* [TASK REQUIREMENTS]:
Write out the entries from the first line down to the line with "left=368, top=118, right=399, bottom=147", replacing "relevant region" with "matching area" and changing nothing else. Omit the pictures.

* [TASK INPUT]:
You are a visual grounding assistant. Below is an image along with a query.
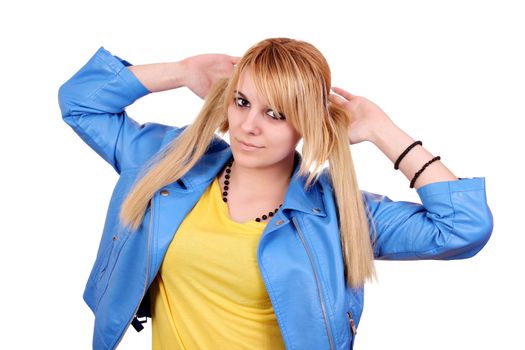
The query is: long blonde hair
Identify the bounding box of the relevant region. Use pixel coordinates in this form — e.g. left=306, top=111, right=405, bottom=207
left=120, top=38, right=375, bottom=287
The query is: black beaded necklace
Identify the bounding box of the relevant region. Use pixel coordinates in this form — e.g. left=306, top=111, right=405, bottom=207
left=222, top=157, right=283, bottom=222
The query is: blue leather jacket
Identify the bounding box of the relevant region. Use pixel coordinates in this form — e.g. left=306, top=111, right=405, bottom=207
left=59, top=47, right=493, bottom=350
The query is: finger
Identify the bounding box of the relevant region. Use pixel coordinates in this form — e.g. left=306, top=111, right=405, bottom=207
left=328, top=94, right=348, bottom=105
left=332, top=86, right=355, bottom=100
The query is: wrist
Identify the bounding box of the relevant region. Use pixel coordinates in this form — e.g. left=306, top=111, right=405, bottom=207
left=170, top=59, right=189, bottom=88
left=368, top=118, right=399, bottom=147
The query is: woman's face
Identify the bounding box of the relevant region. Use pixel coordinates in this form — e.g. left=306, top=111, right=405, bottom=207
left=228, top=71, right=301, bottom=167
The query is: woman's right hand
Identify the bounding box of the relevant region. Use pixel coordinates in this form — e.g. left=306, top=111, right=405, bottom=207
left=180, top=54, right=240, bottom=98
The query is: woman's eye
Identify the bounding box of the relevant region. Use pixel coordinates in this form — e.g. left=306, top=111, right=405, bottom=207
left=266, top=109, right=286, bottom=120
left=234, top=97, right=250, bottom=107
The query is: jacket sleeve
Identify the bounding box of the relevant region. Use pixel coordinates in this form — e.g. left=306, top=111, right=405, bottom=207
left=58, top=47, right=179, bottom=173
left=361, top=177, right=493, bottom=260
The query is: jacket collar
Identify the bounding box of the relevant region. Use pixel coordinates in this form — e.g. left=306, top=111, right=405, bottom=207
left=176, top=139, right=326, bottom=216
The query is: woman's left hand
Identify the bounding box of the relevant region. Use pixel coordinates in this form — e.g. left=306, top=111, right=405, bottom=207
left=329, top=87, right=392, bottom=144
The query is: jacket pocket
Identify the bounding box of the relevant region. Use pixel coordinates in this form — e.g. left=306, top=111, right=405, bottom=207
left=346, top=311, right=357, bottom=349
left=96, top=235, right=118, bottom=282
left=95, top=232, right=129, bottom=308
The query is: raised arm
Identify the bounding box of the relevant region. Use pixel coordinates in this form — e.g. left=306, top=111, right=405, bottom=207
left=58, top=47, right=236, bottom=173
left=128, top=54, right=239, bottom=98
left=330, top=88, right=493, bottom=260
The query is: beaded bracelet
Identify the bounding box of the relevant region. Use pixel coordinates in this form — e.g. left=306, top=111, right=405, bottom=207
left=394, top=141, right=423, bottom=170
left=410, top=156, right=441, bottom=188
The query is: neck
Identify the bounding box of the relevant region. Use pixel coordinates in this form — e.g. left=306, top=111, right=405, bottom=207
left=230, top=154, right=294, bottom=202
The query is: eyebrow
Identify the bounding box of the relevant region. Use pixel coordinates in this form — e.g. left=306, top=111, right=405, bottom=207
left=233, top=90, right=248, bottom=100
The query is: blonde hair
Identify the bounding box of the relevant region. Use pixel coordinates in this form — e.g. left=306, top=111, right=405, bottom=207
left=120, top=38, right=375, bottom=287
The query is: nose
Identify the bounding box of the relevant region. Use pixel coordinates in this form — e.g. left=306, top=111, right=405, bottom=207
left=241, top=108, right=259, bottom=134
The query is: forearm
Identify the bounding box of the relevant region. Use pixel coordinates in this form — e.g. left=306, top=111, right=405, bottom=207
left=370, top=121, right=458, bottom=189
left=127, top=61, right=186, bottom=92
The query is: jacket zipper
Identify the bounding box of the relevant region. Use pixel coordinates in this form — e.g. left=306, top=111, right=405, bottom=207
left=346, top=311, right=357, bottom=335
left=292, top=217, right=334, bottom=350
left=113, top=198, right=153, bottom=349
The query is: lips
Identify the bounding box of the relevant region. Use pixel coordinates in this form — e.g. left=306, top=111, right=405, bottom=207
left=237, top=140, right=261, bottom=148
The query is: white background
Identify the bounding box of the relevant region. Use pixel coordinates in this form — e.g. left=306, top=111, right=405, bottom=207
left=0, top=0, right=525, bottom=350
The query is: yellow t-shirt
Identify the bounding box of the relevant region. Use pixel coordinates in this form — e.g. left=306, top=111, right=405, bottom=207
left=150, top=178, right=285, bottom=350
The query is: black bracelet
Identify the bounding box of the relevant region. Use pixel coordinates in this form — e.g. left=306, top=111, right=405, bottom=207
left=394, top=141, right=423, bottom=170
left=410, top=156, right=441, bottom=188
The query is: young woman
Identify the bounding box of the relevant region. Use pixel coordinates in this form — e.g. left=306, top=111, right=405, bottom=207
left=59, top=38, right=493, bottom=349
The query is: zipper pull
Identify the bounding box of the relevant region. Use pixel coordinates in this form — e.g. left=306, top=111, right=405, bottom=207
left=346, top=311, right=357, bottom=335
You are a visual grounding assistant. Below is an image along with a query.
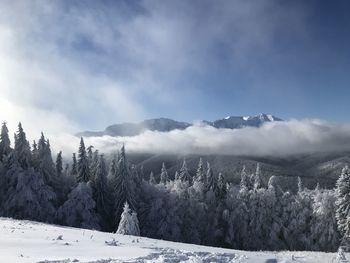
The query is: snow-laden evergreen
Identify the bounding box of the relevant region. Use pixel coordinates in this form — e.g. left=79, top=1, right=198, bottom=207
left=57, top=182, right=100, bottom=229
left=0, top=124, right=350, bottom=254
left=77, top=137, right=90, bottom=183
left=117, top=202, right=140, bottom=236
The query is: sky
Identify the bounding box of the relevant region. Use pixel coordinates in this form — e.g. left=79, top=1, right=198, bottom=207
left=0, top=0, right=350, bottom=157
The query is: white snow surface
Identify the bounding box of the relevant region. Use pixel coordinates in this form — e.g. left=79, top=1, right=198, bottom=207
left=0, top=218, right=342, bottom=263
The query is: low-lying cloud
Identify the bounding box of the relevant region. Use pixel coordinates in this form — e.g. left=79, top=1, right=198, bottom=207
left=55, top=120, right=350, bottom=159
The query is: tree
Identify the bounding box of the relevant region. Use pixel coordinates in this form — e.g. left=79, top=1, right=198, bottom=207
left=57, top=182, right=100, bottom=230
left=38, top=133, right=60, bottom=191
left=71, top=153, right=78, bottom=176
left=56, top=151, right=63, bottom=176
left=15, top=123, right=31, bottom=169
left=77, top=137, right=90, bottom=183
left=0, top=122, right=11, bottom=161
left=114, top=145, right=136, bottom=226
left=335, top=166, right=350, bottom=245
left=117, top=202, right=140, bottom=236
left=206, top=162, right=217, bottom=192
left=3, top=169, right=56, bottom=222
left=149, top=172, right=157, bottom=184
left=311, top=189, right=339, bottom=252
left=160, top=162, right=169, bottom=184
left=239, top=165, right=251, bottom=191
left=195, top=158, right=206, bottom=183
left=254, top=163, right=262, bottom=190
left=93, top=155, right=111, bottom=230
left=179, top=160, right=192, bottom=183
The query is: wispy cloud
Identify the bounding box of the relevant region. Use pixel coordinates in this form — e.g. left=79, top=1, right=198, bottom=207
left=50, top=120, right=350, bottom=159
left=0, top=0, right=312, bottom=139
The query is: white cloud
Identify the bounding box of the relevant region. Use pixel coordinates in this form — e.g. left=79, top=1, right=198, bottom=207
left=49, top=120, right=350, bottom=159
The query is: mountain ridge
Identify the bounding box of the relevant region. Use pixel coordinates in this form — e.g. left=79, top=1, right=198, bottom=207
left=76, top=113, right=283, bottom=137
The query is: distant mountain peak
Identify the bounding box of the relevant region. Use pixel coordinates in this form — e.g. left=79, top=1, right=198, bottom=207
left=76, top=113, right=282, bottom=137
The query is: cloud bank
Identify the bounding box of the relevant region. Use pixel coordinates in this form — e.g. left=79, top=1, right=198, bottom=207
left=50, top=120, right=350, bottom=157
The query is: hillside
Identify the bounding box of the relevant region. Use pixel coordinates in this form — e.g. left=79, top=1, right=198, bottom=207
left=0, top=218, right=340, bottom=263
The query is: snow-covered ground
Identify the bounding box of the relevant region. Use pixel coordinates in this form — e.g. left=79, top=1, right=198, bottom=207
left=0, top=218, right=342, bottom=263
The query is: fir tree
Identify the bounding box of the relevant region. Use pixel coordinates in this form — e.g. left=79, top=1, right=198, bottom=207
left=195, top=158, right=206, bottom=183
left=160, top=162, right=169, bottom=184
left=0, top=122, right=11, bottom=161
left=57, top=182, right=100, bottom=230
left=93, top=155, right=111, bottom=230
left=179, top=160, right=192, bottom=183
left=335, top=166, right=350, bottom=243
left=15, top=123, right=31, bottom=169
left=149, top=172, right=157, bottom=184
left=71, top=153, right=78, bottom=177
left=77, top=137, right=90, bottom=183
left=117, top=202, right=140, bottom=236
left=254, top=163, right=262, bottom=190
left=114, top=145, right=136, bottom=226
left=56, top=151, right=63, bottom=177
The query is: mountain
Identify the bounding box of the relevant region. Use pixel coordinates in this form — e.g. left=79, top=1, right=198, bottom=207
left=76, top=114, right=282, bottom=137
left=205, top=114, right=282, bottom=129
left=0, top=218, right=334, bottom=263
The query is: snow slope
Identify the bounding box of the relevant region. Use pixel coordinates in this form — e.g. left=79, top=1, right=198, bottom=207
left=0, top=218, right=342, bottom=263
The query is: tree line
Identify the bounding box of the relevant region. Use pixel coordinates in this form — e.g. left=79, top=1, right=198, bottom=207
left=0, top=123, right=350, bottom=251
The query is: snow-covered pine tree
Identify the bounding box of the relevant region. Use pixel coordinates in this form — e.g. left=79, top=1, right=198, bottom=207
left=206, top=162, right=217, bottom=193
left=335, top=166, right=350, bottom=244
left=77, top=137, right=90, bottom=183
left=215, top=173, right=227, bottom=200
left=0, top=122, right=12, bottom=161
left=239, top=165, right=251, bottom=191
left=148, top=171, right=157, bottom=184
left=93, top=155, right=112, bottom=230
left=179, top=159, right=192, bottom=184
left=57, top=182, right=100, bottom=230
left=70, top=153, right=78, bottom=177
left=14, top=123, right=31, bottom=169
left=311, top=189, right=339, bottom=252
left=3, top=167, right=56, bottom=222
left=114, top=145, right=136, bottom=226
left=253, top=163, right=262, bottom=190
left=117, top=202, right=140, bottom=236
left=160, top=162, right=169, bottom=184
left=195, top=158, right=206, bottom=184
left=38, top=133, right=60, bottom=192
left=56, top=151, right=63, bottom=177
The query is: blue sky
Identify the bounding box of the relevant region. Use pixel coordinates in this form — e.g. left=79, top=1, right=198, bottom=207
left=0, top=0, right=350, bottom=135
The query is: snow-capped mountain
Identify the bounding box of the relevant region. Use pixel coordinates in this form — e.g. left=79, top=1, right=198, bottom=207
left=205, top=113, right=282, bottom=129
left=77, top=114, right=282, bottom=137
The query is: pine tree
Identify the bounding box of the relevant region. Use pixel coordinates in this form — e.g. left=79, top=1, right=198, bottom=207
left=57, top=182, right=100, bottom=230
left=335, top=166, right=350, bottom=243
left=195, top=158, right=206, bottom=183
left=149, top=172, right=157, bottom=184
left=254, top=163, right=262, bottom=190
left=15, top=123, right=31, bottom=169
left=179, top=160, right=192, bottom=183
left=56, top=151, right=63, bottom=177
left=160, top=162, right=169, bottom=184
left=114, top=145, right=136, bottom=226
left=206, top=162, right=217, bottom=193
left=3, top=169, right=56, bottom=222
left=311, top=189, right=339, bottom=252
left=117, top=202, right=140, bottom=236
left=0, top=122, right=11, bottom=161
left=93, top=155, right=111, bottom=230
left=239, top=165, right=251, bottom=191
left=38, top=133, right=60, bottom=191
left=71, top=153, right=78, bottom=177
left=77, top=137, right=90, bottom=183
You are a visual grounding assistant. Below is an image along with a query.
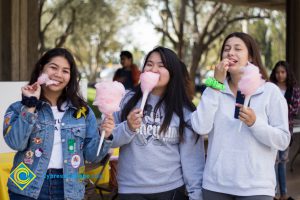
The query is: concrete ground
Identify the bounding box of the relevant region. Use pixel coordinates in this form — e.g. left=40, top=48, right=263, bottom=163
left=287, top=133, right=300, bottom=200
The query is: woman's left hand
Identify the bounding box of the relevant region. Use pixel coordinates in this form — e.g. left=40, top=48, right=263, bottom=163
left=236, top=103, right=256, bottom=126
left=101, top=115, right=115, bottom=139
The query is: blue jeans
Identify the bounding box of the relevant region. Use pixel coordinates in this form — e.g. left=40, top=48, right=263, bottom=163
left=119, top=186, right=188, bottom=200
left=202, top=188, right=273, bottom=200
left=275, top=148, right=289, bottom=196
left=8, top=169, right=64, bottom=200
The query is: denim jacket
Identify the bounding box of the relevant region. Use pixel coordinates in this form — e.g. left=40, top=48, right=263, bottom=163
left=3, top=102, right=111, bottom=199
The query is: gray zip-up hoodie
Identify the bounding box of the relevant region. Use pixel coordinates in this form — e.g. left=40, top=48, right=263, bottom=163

* [RESPONSE TO THIS EXERCISE]:
You are a visual grounding assistant. Below is an image along with a query.
The query is: long blonde hair
Identify the bounding box of the matching area. Use pixel coordinates in this form — e.g. left=306, top=111, right=405, bottom=207
left=120, top=38, right=375, bottom=287
The query is: black beaded necklace
Identify the bounding box of the matching area. Use pixel coordinates in this form — e.g. left=306, top=111, right=405, bottom=207
left=222, top=157, right=283, bottom=222
The query is: blue leather jacket
Identify the bounding box of the matching area. Use pixel coordinates in this form — e.g. left=306, top=111, right=405, bottom=207
left=59, top=47, right=493, bottom=350
The query is: finger
Identify the bounding box of the matching area. Use pixel coordinates in this form — e.g. left=306, top=111, right=405, bottom=207
left=328, top=94, right=348, bottom=105
left=332, top=86, right=355, bottom=100
The query is: wrist
Identify the bounding box of the matching area. Use pixel coordinates in this form — e.g. left=306, top=111, right=405, bottom=207
left=170, top=59, right=189, bottom=88
left=368, top=118, right=399, bottom=147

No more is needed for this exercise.